## Request
Please render the listing below as a Markdown table with the columns "No." and "Line", giving each row a number and leaving out blank lines.

## Data shown
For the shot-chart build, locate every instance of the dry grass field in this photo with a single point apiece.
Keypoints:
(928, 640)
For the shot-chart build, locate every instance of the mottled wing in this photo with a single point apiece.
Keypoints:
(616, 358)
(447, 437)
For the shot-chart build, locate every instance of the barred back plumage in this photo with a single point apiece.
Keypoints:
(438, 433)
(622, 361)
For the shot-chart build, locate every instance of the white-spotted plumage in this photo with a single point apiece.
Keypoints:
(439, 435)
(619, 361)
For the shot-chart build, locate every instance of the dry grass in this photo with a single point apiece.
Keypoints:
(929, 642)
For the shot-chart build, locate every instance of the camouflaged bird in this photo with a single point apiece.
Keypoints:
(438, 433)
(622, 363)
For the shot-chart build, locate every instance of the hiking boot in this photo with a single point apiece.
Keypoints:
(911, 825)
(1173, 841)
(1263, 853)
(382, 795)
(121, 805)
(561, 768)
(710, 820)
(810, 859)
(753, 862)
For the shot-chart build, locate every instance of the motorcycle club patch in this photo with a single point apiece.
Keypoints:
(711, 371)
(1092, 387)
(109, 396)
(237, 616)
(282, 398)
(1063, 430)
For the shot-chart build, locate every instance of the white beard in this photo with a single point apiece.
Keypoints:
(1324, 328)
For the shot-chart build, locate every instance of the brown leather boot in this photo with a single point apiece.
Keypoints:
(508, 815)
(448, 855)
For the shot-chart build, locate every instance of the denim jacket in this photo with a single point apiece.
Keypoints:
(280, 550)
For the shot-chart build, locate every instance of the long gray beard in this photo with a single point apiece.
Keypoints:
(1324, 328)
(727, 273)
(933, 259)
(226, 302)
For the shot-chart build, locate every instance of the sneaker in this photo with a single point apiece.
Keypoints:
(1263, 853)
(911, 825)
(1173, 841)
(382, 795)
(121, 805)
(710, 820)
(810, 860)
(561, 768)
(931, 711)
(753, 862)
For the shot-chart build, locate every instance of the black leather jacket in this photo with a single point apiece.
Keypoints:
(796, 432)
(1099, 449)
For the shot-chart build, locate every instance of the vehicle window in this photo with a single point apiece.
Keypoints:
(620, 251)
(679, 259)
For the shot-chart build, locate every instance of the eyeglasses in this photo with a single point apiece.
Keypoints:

## Task solution
| No. | Line |
|---|---|
| 1 | For the shot-chart build, locate every instance of the dry grass field in this photo with a single point apiece. |
| 2 | Keypoints: |
| 3 | (928, 640) |
| 4 | For the shot-chart build, locate every instance of the mottled wing in this photo with a single point apiece. |
| 5 | Keypoints: |
| 6 | (616, 358) |
| 7 | (447, 437) |
| 8 | For the shot-chart build, locate every instance of the barred back plumage in this photo with a single point apiece. |
| 9 | Keypoints: |
| 10 | (438, 433) |
| 11 | (622, 361) |
| 12 | For the shot-chart build, locate every instance of the white-spotted plumage in this photo with a single point apiece. |
| 13 | Keypoints: |
| 14 | (439, 435) |
| 15 | (619, 361) |
| 16 | For the shot-chart build, locate every instance of the dry grass in this photo with a single point apiece. |
| 17 | Keypoints: |
| 18 | (929, 642) |
| 19 | For the shot-chart build, locate every instance of the camouflaged bird in this photo with a single point apiece. |
| 20 | Keypoints: |
| 21 | (438, 433) |
| 22 | (622, 363) |
| 23 | For the shot-chart build, locate every instance of the hiking boot in this photo with a single point apiece. |
| 24 | Keypoints: |
| 25 | (911, 825) |
| 26 | (1173, 841) |
| 27 | (1263, 853) |
| 28 | (382, 795) |
| 29 | (121, 805) |
| 30 | (561, 768) |
| 31 | (710, 820) |
| 32 | (810, 859) |
| 33 | (753, 862) |
| 34 | For the shot-chart build, locate every instance of the motorcycle club patch in this photo with a single point apiece. |
| 35 | Keypoints: |
| 36 | (711, 371) |
| 37 | (1092, 387) |
| 38 | (109, 396) |
| 39 | (237, 616) |
| 40 | (282, 398) |
| 41 | (1063, 430) |
| 42 | For the shot-chart build, locate every instance of the white beard in this photo with a single point apiece. |
| 43 | Keypoints: |
| 44 | (1324, 328) |
| 45 | For the shot-chart build, locate every instance of the brown leather boot in this photo with a single point apiece. |
| 46 | Keypoints: |
| 47 | (508, 815) |
| 48 | (448, 855) |
| 49 | For the shot-chart build, locate every instance of the denim jacket in this photo with a single point apiece. |
| 50 | Keypoints: |
| 51 | (280, 550) |
| 52 | For the shot-chart build, locate every instance of the long gray beard in this photo with a single point apiece. |
| 53 | Keypoints: |
| 54 | (1324, 328) |
| 55 | (727, 273) |
| 56 | (933, 259) |
| 57 | (226, 302) |
| 58 | For the shot-chart build, locate every instance of the sneaker in this photo with a single point apiece. |
| 59 | Keypoints: |
| 60 | (1263, 853) |
| 61 | (911, 825) |
| 62 | (1173, 841) |
| 63 | (382, 795) |
| 64 | (121, 805) |
| 65 | (710, 820) |
| 66 | (810, 860) |
| 67 | (561, 768) |
| 68 | (931, 711) |
| 69 | (753, 862) |
| 70 | For the shot-chart build, locate every instance of the black leather jacket in this photo with a single point apiece. |
| 71 | Keypoints: |
| 72 | (796, 432) |
| 73 | (1099, 449) |
| 74 | For the shot-chart build, locate every instance of the vehicle window in this photo with a single point apiece. |
| 75 | Keypoints: |
| 76 | (620, 251) |
| 77 | (679, 259) |
| 78 | For the shot-chart build, locate every instance of the eyeglasses in this photo with a single point apiece. |
| 79 | Keypoints: |